:: ФРАГМЕНТ ДОКУМЕНТА
Очень скоро это произошло и с Томасом Венцловой. Его участь была решена, поскольку он вел себя на Западе как член Хельсинкской группы. 23 августа 1977 года советский консул выслал ему из Сан-Франциско письмо, в котором сообщил, что Указом Президиума Верховного Совета СССР от 14 июня 1977 года он лишен гражданства СССР «за действия, порочащие звание советского гражданина». На это в своем заявлении для печати и радио Томас ответил: «Советского гражданства лишены Александр Солженицын, Владимир Максимов и Валерий Чалидзе, чьи имена успели стать символами гражданского мужества и достоинства. Я горжусь тем, что и мои скромные усилия поставлены решением советских властей в тот же ряд. Значит, я не так уж плохо исполнял свой подлинный гражданский долг. <…> Между прочим, я не являюсь лицом без гражданства. У меня есть иностранный паспорт Литвы. Для литовца это естественнее, чем советский паспорт»[201]. Неповоротливая советская бюрократическая машина только через год издала еще один приказ «Об изъятии книг Т. Венцловы из библиотечной и торговой сети»[202]. В книжных магазинах этих книг уже давно не было, а большие библиотеки были вынуждены перенести их в так называемые спецфонды, недоступные для рядового читателя. Часть экземпляров, которые были в малых библиотеках, верные читатели спасли от уничтожения – попросту присвоили. Попытка изъять книги сделала их еще более актуальными.
::::
:: МАТЕРИАЛ
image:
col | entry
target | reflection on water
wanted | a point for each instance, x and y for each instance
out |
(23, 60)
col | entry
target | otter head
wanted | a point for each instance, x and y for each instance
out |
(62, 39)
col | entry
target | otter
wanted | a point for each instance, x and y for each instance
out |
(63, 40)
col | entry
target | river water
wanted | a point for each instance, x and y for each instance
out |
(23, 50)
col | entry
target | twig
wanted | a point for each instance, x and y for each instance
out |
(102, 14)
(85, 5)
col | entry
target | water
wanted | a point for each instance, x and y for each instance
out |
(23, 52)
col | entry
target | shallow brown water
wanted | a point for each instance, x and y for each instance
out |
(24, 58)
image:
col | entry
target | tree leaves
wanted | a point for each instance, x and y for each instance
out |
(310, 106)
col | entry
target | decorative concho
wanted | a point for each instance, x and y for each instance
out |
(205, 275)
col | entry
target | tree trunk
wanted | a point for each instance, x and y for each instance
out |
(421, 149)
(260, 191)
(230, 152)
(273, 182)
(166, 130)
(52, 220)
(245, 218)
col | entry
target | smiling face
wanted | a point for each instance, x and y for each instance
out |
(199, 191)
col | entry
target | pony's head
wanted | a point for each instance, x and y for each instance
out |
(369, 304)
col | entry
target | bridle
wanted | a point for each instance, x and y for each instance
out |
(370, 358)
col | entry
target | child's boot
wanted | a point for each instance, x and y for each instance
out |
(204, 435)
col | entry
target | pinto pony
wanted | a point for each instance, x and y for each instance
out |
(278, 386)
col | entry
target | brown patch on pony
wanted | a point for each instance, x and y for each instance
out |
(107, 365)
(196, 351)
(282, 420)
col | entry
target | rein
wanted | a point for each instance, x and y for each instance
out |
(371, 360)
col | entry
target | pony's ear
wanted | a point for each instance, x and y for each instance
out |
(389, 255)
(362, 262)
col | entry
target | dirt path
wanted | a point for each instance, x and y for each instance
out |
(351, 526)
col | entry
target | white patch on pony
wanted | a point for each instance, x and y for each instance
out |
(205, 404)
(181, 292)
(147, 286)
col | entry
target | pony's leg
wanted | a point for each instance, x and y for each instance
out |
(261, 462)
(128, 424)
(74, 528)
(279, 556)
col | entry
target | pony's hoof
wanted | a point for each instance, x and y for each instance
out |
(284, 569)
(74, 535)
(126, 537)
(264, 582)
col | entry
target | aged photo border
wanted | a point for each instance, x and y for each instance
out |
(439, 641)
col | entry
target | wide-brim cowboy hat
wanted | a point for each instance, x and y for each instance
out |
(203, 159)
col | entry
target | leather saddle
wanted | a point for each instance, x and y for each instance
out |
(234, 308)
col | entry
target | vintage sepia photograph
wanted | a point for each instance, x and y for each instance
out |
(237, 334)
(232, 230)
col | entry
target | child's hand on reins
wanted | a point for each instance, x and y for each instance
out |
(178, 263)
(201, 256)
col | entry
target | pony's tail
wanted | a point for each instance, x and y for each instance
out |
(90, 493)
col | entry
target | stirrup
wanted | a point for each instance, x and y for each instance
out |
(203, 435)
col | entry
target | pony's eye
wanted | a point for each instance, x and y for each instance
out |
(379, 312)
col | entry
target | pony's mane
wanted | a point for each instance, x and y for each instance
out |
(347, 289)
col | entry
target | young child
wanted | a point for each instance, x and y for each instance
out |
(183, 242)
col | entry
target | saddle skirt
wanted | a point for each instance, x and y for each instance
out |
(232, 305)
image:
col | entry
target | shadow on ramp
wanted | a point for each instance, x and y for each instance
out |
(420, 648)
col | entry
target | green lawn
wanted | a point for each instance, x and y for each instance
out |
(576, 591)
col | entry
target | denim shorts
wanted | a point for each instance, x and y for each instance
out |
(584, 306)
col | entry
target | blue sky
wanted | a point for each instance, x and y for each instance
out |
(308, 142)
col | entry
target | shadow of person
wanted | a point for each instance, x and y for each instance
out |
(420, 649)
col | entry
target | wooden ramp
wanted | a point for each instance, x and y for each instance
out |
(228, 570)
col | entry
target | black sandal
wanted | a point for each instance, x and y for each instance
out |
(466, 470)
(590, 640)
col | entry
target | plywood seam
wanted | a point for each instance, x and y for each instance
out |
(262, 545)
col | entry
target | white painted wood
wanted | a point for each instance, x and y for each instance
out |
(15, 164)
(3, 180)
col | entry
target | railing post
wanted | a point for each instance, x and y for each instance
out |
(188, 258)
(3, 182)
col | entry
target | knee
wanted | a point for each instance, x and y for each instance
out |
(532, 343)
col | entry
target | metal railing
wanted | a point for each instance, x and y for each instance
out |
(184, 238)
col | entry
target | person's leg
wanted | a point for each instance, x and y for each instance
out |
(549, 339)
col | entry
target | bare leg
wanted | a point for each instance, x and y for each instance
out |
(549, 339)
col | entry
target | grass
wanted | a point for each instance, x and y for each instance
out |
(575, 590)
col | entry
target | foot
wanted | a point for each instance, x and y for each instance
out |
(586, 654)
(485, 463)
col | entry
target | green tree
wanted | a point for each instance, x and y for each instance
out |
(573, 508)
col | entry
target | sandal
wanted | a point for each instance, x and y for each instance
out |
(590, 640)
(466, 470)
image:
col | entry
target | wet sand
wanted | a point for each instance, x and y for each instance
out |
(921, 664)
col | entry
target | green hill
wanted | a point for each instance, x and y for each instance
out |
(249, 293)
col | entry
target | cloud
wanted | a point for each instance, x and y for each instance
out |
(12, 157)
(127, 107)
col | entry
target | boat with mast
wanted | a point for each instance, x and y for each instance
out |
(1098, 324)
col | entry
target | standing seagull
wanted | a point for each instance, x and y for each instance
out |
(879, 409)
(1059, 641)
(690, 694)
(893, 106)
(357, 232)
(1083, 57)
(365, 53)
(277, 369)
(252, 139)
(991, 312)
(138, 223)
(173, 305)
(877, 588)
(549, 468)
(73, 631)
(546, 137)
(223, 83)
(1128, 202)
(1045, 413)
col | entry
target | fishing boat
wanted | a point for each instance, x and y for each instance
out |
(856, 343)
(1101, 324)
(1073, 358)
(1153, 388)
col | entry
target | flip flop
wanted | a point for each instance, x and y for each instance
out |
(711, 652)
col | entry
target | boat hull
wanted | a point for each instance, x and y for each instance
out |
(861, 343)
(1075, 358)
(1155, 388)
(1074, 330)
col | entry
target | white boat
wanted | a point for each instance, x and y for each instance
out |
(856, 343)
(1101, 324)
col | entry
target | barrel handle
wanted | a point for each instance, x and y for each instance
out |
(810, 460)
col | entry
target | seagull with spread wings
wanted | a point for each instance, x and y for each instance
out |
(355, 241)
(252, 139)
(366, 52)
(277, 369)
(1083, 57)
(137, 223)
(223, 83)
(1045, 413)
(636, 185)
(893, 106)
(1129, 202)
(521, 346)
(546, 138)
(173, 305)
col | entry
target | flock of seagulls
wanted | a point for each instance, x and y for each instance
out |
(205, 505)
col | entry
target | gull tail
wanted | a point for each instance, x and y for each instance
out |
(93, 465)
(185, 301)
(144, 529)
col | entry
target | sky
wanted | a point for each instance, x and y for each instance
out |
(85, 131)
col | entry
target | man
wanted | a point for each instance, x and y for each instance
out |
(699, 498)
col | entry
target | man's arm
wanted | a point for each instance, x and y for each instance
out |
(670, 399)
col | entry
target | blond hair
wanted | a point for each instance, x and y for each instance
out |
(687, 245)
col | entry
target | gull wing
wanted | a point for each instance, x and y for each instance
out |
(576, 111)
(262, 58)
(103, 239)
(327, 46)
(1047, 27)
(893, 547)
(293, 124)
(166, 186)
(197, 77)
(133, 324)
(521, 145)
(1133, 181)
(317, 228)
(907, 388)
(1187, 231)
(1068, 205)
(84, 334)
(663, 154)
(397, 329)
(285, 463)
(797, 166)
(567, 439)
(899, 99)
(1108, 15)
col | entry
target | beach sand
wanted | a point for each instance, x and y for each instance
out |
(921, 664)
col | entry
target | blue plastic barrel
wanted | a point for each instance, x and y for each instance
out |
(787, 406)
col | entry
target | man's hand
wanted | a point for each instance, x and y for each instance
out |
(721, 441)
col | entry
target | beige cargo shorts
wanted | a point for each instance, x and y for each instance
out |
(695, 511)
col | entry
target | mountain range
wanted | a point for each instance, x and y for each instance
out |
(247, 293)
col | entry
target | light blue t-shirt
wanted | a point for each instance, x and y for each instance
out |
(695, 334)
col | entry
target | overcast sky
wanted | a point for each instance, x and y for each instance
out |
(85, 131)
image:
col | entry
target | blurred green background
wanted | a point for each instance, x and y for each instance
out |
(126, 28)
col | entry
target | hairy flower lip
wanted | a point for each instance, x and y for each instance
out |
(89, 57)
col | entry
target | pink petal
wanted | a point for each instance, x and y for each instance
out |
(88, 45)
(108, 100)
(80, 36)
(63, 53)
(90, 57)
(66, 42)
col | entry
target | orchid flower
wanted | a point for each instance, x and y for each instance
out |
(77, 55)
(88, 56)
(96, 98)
::::
§ **ПИСЬМЕННОЕ ЗАДАНИЕ 1**:
Какого числа, согласно фрагменту о Томасе Венцлове, советский консул выслал ему письмо из Сан-Франциско?
§ **ПИСЬМЕННОЕ ЗАДАНИЕ 2**:
Соберите все строки, в которых встречается слово "white". Регистр букв учитывается.
Текст и строки взяты из разных источников.

§ **РЕЗУЛЬТАТ ЗАДАНИЯ 1**:
23 августа 1977 года.

§ **РЕЗУЛЬТАТ ЗАДАНИЯ 2**:
target | white patch on pony
target | white painted wood
target | white boat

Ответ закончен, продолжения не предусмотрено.